So, nachdem der Rahmen ja verschickt ist müsste er diese Woche noch kommen.
Von was genau soll ich denn dann Fotos machen, damit ihr mir sagen könnt was es für ein Rahmen ist bzw. ob das ne Fälschung ist was ich jetzt mal nicht hoffe,
denn ein Billiger GT-Rahmen wäre auch ok.

Ich schätze mal auf alle Fälle die nummer auf der unterseite der Tretlager im Rahmen.
und was noch?


----------



## Kruko (22. Februar 2012)

Lies einfach hier mal und schau Dir die Fotos an. So muss Dein "Hinterteil" auch aussehen. 

http://www.mtb-news.de/forum/showthread.php?t=401710&highlight=gt+badges


----------



## Rahbari (22. Februar 2012)

Ich kann mir kaum vorstellen, dass es nicht auch Fälschungen gab, die auch das Badge gefakt haben?

Sofern vorhanden, würde mich der Sticker über das Rahmenmaterial interessieren.

Letztlich kann man aber allein schon von dem Steuerrohr auf ein Fake schließen oder?

> _AUFGABENBESCHREIBUNG_:
Gib den Auszug aus dem Forum bitte erneut wieder, beginnend bei "Ich kann mir" und endend bei "das Rahmenmaterial interessieren.", und ersetze darin "Sticker" durch "Aufkleber". Die anschließenden Zeilen stammen aus einer anderen Quelle.

> _GEGEBENE DATEN_:
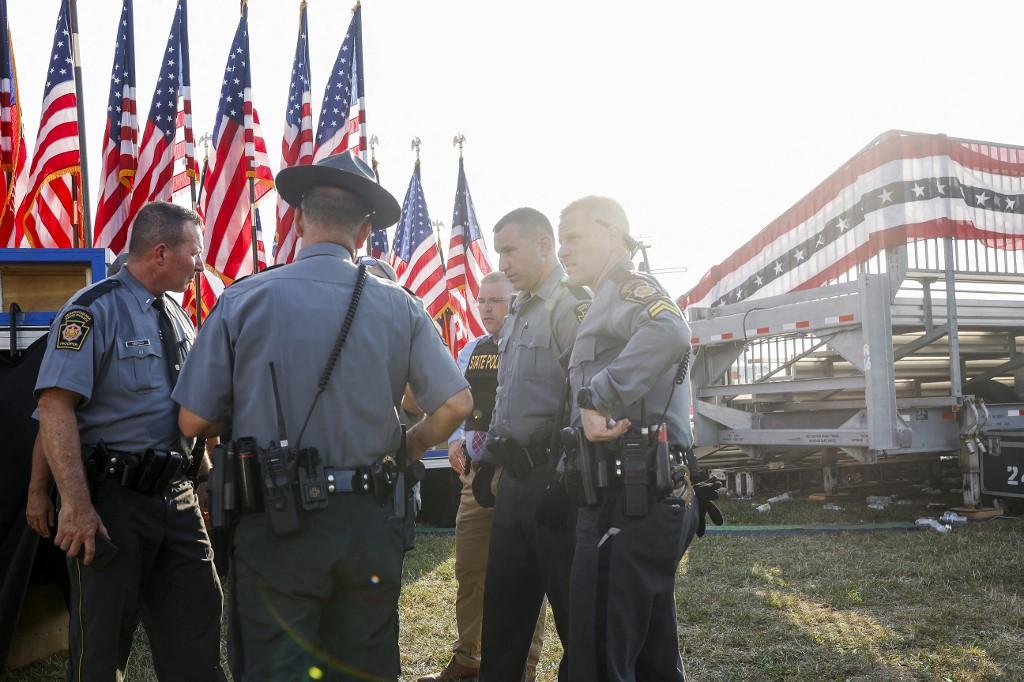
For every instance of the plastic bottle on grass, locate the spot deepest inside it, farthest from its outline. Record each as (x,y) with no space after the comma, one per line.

> _ANTWORT_:
Ich kann mir kaum vorstellen, dass es nicht auch Fälschungen gab, die auch das Badge gefakt haben?

Sofern vorhanden, würde mich der Aufkleber über das Rahmenmaterial interessieren.